# start of Passage shown
The brief supported a bid by the government of Sudan to avoid paying damages to American sailors wounded in a terrorist attack, and its legal arguments may be correct. But the barbarity of what happened inside its consulate made Saudi Arabia something like the opposite of the ideal messenger, and its timing could hardly have been worse.

“The inviolability of foreign missions cannot be diluted,” the Saudi brief said, “whether for security or convenience.”

The brief noted that Saudi Arabia is “an international ally of the United States.” The two nations are also allies in the case, which arose from the 2000 bombing of the destroyer Cole in Yemen by Qaeda operatives, an attack that killed 17 American sailors and injured 42 more.

Fifteen of the injured sailors and three of their spouses sued Sudan, saying it had harbored and supported Osama bin Laden and other members of Al Qaeda in the years before the bombing. They won a $314 million default judgment.

Like Saudi Arabia, which faces lawsuits over its role in the Sept. 11 attacks, the Trump administration has taken Sudan’s side in the case, to the consternation of the Veterans of Foreign Wars of the United States. “It is shocking and deeply dismaying that our government would stand with the nation that facilitated the Cole bombing, and against the surviving American sailors and their families,” the group said in a brief.

The legal question in the case, Republic of Sudan v. Harrison, No. 16-1094, is whether the plaintiffs had properly served Sudan by sending the complaint in the case to its embassy in the United States. You might think that is a pretty sensible way to let a foreign nation know about a lawsuit, but a federal statute complicates matters.

It allows service “by any form of mail requiring a signed receipt” sent to “the head of the ministry of foreign affairs of the foreign state.” The law does not specify where the papers must be sent.

The United States Court of Appeals for the Second Circuit, in New York, ruled that Sudan could be served through its embassy. According to Sudan and Saudi Arabia, though, that ruling undermined the “inviolability” of embassies and consulates. The Vienna Convention on Diplomatic Relations provides protections for foreign missions, and the two nations said that principle extends to serving lawsuits.
# end of Passage shown
# start of Material shown
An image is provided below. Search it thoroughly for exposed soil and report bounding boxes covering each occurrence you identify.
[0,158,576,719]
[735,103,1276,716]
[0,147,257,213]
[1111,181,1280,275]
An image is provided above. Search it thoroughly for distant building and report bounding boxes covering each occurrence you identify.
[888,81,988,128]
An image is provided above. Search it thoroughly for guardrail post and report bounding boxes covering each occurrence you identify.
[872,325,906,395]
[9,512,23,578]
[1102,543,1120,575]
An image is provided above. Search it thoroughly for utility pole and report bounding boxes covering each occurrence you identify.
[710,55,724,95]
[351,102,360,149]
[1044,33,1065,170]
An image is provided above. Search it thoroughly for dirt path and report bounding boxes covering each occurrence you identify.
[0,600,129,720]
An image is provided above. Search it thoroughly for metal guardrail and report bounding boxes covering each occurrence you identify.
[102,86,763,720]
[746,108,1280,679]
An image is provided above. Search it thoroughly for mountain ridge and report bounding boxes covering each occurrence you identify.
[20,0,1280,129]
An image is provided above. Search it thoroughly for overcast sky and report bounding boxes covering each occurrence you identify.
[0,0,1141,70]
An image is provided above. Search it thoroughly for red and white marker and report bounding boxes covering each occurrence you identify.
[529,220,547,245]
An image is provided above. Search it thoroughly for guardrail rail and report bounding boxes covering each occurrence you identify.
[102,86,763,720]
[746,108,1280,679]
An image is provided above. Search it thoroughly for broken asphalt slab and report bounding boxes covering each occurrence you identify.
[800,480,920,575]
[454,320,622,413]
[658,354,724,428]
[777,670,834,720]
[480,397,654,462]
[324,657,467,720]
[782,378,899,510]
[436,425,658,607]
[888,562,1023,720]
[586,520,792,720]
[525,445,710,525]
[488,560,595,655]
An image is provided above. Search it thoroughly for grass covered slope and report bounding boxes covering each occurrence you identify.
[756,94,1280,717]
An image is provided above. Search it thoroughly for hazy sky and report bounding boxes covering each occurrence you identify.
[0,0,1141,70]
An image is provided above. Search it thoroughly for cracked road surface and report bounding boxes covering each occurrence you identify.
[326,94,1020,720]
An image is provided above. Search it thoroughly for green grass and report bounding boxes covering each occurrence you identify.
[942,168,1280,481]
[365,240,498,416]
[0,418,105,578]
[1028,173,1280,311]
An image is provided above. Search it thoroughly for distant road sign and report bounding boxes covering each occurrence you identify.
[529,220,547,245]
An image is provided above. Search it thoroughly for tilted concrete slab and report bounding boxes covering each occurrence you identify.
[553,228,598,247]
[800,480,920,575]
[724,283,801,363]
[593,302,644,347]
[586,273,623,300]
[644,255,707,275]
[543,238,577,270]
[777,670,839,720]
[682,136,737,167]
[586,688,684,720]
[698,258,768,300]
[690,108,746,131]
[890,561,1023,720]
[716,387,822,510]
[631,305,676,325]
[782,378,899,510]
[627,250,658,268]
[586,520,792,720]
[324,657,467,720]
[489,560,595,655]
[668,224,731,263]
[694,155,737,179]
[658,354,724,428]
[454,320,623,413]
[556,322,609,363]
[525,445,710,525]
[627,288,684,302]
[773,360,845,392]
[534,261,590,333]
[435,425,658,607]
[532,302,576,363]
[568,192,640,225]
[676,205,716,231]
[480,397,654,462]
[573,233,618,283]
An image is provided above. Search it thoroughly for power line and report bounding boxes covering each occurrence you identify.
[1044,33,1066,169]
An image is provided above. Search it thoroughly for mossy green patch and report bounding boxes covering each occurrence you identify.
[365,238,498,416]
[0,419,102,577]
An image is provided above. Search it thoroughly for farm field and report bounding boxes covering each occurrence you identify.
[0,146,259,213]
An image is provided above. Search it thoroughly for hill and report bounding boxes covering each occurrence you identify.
# end of Material shown
### Tasks and exercises:
1. Answer these questions about the passage on the Cole bombing case, one line each:
(a) How many American sailors were killed in the 2000 bombing of the destroyer Cole?
(b) What was the amount of the default judgment the plaintiffs won against Sudan?
(c) Which court ruled that Sudan could be served through its embassy?
2. Copy the entries word for word, from the first line of the entries through the line that contains "[1111,181,1280,275]", including that line.

### Answers provided:
1.
(a) 17
(b) $314 million
(c) The United States Court of Appeals for the Second Circuit, in New York

2.
An image is provided below. Search it thoroughly for exposed soil and report bounding boxes covering each occurrence you identify.
[0,158,576,719]
[735,103,1276,716]
[0,147,257,213]
[1111,181,1280,275]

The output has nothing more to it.